Passage to read —
Abstract: Nanoparticles are generally used to indicate particles with dimensions less than 100 nanometers. With such fine dimensions, a great proportion of atoms or molecules are exposed on the total surface. Metal existing as nano-scale particles have special properties never discover before when they were bulk material of micro-scale and above. A list of nanoparticles application was discussed in the report, including its industrial potential and commercial value. Literature review was done on established processes of nanoparticle synthesis. The review had taken in account the principle of each process, their advantages and limitations, their yield quantities and qualities. Most of these processes are limited by the specific chemical reaction equations and equipments, know as recipes. Usually, these different recipes are not inter-changeable for different materials. To overcome this short fall, in recent, there has been great interest to explore the use of physical and mechanical methods. Laser process does not share these same problems. The very same set of equipment could be used to synthesize many materials without the concern of the recipes. The final nanoparticles material and start material could be the same. The use of femto second laser ablation had gained much interest in current research around the globe. With its short pulse width, femto second laser is able to deliver the necessary energy to process the precursor material, yet fast enough not to affect its properties. However, the actual mechanism and sub-processes of femto second laser ablation to syntheses nanoparticle has not been fully explained before. A model was proposed by the writer, in the attempt to describe the process of metallic nanoparticles synthesize in aerosol form. A series of experiments runs were conducted to verify the model. The accuracy and robustness of the model were discussed together with its limitation. The report ended with suggestions for future works to improve further on the model limitation.

Information given —
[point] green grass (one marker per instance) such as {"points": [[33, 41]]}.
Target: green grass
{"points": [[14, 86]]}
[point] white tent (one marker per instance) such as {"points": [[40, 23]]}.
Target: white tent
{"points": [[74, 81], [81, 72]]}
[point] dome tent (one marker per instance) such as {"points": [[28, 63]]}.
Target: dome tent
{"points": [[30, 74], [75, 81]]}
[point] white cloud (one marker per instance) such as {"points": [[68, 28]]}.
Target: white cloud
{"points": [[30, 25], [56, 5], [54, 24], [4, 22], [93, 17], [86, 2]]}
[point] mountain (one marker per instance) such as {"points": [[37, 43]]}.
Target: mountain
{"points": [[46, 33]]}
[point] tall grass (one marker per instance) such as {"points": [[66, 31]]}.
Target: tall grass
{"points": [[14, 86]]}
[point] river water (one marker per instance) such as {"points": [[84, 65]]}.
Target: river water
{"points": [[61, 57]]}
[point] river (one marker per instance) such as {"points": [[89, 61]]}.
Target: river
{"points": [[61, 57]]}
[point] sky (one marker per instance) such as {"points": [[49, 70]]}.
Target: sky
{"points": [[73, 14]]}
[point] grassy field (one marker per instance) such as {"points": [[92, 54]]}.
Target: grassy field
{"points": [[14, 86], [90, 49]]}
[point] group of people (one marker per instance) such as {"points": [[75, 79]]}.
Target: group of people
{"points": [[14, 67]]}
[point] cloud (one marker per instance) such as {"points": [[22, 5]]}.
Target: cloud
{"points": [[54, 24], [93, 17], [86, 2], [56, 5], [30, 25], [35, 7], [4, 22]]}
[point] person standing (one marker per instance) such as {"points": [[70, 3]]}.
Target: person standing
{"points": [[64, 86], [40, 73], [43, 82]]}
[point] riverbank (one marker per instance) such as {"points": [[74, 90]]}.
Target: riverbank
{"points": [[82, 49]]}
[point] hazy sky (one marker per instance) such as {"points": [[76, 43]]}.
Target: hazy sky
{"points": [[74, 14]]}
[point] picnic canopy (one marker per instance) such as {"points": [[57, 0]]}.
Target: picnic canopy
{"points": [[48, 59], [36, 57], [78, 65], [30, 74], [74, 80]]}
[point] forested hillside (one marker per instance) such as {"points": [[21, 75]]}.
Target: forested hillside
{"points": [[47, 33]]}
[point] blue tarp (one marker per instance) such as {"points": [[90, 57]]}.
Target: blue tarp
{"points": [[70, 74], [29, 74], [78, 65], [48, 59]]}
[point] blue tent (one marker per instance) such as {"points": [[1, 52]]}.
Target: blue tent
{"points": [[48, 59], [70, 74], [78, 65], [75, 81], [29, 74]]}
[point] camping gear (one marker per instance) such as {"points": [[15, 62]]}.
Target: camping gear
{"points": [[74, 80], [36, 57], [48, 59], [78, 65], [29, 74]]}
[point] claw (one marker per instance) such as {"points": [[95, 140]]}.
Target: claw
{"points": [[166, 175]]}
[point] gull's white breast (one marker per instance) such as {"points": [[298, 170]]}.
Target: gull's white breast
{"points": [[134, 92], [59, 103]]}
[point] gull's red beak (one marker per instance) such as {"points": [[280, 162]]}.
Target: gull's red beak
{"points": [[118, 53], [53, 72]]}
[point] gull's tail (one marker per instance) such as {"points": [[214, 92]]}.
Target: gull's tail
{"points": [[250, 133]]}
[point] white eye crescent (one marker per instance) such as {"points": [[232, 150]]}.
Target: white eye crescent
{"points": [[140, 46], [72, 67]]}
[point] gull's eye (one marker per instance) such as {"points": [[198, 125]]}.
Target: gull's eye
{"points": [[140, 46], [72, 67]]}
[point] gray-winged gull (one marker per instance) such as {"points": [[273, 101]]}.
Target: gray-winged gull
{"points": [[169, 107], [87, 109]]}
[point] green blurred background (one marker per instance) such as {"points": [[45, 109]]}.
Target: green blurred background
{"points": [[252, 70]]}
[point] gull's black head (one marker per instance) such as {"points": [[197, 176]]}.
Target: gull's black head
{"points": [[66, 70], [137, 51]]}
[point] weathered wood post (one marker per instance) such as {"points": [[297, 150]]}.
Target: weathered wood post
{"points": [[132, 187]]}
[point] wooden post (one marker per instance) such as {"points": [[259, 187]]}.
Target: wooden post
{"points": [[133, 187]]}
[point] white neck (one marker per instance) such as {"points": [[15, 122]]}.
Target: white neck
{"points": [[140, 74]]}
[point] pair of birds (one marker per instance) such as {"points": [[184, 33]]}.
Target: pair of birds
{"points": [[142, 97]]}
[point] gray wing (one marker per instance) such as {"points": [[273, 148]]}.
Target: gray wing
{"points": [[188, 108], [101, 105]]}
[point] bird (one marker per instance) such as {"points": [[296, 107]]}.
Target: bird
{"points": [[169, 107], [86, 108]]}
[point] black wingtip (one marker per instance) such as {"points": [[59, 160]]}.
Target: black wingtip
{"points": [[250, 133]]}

Written request 1 — List the aspects of each synthesis process that the literature review in the nanoparticle abstract took into account.
Written request 2 — Find each line of the entries that contains the word "breast", and copy those lines.
The nanoparticle abstract and the entries have nothing to do with each other.

Worked answer 1 —
- the principle of each process
- their advantages and limitations
- their yield quantities and qualities

Worked answer 2 —
[point] gull's white breast (one marker per instance) such as {"points": [[298, 170]]}.
Target: gull's white breast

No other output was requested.